Dataset excerpt
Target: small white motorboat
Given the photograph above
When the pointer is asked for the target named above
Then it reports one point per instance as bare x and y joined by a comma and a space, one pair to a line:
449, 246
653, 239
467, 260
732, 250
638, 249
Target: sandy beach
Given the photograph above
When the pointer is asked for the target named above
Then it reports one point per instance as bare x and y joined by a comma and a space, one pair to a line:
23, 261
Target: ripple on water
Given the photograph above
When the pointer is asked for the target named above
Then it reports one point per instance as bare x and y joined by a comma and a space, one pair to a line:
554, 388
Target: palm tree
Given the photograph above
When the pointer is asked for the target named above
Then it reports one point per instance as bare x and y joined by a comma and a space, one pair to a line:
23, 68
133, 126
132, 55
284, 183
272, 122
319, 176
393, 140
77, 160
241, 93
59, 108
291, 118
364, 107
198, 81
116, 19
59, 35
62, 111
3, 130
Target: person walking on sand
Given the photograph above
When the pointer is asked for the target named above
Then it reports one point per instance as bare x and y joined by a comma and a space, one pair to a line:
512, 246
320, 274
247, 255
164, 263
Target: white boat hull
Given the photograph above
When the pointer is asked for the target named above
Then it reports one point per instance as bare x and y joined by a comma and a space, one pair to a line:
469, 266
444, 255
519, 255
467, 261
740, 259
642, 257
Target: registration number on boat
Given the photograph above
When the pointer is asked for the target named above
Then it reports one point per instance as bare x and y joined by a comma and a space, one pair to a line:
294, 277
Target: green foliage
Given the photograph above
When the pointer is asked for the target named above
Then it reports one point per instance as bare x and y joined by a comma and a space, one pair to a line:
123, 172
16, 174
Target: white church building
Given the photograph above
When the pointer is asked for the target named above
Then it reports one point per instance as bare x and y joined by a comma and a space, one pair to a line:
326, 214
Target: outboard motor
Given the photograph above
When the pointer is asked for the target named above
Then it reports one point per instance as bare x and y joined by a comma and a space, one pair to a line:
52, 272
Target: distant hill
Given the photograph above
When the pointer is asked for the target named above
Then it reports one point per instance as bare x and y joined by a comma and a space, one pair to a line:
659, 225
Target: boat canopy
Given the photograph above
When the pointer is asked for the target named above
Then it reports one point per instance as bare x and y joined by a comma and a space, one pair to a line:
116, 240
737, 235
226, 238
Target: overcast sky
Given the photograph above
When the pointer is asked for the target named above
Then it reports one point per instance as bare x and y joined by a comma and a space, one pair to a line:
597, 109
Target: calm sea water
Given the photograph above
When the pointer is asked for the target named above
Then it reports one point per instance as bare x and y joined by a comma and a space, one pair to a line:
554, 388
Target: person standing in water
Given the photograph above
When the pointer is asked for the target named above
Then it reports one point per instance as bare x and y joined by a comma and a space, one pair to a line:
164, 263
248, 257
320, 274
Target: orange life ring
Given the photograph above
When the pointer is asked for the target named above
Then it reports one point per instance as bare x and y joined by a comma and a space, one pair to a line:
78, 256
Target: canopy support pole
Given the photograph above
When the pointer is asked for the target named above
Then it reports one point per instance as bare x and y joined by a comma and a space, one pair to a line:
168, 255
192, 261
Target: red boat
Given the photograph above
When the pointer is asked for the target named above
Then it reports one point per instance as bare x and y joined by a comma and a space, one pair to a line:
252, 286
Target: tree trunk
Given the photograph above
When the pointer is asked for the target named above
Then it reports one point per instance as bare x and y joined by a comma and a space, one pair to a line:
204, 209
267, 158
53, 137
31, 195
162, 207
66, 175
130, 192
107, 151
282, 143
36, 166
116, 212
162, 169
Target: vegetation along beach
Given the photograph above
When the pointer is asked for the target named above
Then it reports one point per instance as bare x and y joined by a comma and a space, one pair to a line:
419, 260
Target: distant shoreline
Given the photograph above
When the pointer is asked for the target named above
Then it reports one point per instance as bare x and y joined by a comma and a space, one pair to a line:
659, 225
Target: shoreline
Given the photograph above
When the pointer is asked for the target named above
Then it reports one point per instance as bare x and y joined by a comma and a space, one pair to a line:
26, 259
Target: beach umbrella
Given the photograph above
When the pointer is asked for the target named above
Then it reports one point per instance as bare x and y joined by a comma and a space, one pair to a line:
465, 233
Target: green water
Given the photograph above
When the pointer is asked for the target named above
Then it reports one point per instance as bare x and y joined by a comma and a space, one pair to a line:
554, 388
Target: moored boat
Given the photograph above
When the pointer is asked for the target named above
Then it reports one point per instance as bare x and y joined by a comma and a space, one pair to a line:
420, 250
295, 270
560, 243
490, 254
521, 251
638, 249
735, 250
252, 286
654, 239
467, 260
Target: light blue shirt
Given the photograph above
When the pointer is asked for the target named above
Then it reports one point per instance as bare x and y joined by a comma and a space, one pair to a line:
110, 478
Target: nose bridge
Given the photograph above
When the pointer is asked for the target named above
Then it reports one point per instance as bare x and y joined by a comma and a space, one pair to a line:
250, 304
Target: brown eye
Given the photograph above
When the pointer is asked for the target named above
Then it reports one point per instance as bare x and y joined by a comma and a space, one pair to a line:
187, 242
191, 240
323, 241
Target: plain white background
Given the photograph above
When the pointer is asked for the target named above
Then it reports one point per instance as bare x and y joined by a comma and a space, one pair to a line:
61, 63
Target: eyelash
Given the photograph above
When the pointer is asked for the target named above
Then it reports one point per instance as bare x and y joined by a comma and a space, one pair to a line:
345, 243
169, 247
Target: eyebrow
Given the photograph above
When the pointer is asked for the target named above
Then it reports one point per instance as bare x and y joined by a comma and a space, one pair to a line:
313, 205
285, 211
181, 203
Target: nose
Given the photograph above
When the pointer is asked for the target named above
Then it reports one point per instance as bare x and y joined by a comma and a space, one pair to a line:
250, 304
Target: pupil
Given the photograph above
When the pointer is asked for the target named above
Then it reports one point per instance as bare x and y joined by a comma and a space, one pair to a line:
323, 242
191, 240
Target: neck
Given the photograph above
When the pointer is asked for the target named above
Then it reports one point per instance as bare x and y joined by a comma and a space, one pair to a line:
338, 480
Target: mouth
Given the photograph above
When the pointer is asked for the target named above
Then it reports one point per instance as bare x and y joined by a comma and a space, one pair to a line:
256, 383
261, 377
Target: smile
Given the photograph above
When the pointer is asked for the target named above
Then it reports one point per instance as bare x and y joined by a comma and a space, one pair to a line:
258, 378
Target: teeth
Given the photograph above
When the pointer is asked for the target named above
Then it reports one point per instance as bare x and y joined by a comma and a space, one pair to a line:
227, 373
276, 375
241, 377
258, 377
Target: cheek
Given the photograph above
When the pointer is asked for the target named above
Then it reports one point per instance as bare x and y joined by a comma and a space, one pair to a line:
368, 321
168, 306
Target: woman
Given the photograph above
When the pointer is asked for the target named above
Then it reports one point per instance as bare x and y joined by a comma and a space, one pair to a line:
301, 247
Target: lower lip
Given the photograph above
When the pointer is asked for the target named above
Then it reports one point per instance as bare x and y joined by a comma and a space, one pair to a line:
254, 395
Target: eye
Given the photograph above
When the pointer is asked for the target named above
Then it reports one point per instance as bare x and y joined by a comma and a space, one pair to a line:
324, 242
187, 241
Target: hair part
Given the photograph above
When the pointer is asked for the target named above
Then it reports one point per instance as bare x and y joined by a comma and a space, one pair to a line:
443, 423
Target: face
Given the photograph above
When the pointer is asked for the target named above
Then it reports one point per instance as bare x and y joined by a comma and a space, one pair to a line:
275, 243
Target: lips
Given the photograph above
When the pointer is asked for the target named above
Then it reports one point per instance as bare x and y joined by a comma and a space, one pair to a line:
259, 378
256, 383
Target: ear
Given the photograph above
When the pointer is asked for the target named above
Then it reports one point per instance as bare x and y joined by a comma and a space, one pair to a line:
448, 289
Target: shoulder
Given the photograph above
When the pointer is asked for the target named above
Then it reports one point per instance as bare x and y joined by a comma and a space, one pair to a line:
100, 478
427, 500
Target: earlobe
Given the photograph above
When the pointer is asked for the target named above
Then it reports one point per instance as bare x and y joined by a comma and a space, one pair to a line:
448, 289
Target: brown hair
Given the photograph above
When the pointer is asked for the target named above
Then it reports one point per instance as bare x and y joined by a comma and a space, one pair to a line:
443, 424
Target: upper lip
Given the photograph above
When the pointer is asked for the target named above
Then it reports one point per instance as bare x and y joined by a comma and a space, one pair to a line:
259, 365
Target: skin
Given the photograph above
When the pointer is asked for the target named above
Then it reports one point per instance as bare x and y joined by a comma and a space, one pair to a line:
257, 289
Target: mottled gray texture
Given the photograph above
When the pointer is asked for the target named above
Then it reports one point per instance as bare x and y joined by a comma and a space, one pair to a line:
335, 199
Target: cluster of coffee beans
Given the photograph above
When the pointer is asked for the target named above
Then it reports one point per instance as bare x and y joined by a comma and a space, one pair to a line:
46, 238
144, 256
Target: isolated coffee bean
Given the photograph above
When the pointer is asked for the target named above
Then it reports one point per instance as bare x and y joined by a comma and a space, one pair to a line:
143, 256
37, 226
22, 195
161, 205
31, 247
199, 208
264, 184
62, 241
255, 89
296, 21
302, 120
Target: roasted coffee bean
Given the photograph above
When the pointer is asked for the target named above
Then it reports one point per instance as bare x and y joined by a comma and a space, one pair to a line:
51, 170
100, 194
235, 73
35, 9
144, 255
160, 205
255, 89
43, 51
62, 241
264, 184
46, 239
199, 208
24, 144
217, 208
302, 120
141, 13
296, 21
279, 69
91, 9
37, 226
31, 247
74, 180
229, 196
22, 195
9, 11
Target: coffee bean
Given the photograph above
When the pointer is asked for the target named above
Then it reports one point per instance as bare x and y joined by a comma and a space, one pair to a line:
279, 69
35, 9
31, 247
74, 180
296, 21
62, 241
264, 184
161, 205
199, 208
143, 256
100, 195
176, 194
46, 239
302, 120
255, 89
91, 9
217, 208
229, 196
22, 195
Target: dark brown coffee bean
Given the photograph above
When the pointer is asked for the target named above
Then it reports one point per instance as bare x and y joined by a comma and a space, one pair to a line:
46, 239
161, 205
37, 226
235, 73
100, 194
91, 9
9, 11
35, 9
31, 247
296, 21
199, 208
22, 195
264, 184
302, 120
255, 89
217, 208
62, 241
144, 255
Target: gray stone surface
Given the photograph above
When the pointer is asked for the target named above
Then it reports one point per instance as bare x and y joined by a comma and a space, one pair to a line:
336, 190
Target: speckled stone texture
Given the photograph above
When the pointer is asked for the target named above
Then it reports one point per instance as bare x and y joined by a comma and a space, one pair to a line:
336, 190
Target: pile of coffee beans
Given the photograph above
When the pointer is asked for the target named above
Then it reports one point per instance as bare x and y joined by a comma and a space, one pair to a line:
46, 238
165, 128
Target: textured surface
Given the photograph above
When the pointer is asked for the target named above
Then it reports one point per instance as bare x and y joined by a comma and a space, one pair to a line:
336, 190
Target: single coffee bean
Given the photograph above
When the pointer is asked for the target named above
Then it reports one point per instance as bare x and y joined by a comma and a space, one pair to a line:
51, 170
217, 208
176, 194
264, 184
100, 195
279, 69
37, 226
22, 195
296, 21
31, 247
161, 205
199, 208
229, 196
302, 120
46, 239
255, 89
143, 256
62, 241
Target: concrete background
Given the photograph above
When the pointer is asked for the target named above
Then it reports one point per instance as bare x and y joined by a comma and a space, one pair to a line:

Exercise prompt: Quote the lines of the records above from the line containing "Target: concrete background" through the end of the records, inclusive.

Solution to the problem:
Target: concrete background
Given the photograph above
When the pointer is asked for the target named above
Then it reports one point per instance as bare x and y joined by a comma and a space, one pair to a line:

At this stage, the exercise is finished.